(Task to carry out)
Write out all the data again, exactly.

[Dataset entries]
****************************************

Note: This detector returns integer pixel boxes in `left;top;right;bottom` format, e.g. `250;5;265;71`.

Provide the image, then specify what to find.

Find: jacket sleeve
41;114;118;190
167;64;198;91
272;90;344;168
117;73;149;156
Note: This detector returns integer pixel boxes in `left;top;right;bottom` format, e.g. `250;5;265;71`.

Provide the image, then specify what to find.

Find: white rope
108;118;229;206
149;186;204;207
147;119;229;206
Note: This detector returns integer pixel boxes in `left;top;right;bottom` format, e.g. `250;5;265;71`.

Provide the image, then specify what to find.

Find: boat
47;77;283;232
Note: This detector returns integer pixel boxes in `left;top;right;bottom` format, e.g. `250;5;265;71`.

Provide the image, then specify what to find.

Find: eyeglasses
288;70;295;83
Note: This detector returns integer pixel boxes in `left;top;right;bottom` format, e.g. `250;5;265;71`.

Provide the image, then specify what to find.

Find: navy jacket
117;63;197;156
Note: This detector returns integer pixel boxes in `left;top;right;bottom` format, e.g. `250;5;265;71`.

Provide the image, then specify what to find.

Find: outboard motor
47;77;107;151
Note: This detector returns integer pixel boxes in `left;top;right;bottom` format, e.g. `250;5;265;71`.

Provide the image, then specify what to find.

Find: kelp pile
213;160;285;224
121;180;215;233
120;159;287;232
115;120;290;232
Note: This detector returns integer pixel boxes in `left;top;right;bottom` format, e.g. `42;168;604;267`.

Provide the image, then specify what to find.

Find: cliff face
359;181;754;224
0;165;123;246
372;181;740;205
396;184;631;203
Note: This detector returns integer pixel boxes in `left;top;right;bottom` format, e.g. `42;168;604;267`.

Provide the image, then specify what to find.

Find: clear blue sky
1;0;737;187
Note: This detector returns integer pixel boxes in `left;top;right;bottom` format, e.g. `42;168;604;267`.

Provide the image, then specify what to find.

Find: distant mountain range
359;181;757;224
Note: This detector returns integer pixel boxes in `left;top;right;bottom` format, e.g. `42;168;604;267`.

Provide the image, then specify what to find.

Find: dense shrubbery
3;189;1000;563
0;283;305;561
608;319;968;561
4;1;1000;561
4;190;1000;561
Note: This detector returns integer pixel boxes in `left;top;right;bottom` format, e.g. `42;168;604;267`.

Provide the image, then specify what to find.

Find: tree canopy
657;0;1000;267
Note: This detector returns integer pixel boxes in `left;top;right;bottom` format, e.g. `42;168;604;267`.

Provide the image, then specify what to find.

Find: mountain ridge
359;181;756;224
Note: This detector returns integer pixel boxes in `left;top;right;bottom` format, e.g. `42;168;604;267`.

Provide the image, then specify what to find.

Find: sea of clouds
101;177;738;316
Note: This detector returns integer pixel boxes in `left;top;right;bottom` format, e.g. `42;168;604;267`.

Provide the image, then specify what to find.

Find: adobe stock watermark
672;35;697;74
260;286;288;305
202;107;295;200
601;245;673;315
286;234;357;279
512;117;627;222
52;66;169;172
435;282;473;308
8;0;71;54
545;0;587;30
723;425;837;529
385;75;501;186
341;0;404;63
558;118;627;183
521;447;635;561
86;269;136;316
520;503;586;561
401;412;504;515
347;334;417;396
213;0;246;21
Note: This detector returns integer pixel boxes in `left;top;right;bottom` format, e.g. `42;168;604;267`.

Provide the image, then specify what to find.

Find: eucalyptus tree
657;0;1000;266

****************************************

(Worked solution)
Note: This detector returns integer pixel boxes in `left;top;right;bottom` format, e.g. `250;5;265;71`.

Provide the image, then specify what to find.

Find: jacket sleeve
41;114;118;190
167;64;198;91
272;90;344;168
117;73;149;156
Note: This detector returns integer pixel boxes in `left;top;right;bottom` format, e.g. `250;5;265;71`.

Provide the image, then specify what to find.

Find: white rope
108;118;229;206
149;186;204;207
147;119;229;206
Note: This detector returns integer pixel boxes in `left;top;right;bottom` format, e.g. `250;5;265;71`.

Provide the image, then specify what to find.

Find: boat
47;77;283;232
Note: This detector returns integer pixel boxes in `left;top;right;bottom` format, e.g. `250;5;265;71`.

Provide the image, then specify what to find.

Find: eyeglasses
288;70;295;83
Note: This detector returns integer pixel boxes in `left;top;right;bottom` format, e.g. `250;5;265;71`.

Provide the image, then specify what to find.

Find: navy jacket
117;63;197;156
Note: This detector returns integer pixel boxes in `left;top;right;bottom` format, e.g. `250;5;265;71`.

Provide the image, then specify what to find.

Find: outboard motor
47;77;107;151
Note: This detector returns integer pixel boxes in `left;top;right;bottom` format, e.g. `250;5;265;71`.

Provide the image, then specify what to find.

Find: kelp pile
213;160;285;224
121;180;215;233
120;159;287;232
115;120;290;232
Note: This detector returns integer pixel boxes in `left;top;right;bottom` format, e.g. `42;168;604;267`.

Provide the image, then specify what to find.

Find: cliff face
359;181;754;224
0;165;123;246
372;181;740;205
396;184;631;203
Note: This detector returns integer pixel boxes in `left;top;right;bottom` format, e.g. `42;168;604;267`.

Provide the image, then specify what to find.

Find: clear blue sky
1;0;737;187
Note: This detector returns integer pixel boxes in `left;top;right;bottom` format, e.g. `42;168;604;267`.

Provide the image, then specify what to find.

Find: distant mountain range
359;181;757;224
Note: This detector returns integer pixel boxes in `left;top;right;bottom` format, e.g. `42;168;604;267`.

Provide the image, then specify what to find.

Find: dense shrubbery
3;189;1000;563
0;283;305;561
608;319;968;561
4;1;1000;561
4;190;1000;561
Note: This detector returns integer pixel boxes in `left;top;right;bottom` format, e.g. `42;168;604;267`.

Provide the image, then specify what to find.

Find: tree canopy
657;0;1000;267
Note: This detector returns integer pixel boxes in `left;top;right;bottom` format, e.g. `42;168;604;267`.

Provide the image, then specify what to find.

Find: mountain ridge
359;181;756;224
Note: This detector returns integer pixel boxes in `left;top;right;bottom` format, e.g. `42;168;604;267`.

Provide the image, then specify what to find.

Find: sea of clouds
101;177;738;316
Note: This detector returns integer pixel boxes in `left;top;right;bottom` format, e.g. `42;168;604;267`.

Provide the image, then specify what to find.

Find: adobe stock watermark
672;35;697;74
260;286;288;305
202;107;295;200
601;245;673;315
286;234;357;279
512;117;627;222
52;66;169;172
435;282;473;308
8;0;71;54
545;0;587;30
723;425;837;529
385;75;501;186
341;0;404;63
558;118;627;183
521;447;635;561
86;269;136;316
520;503;586;561
401;412;504;515
347;334;417;396
213;0;246;21
Note: This detector returns integer pixel boxes in `left;top;right;bottom` format, e.g. `42;168;604;267`.

Provide the image, then specify what to find.

Find: eucalyptus tree
657;0;1000;266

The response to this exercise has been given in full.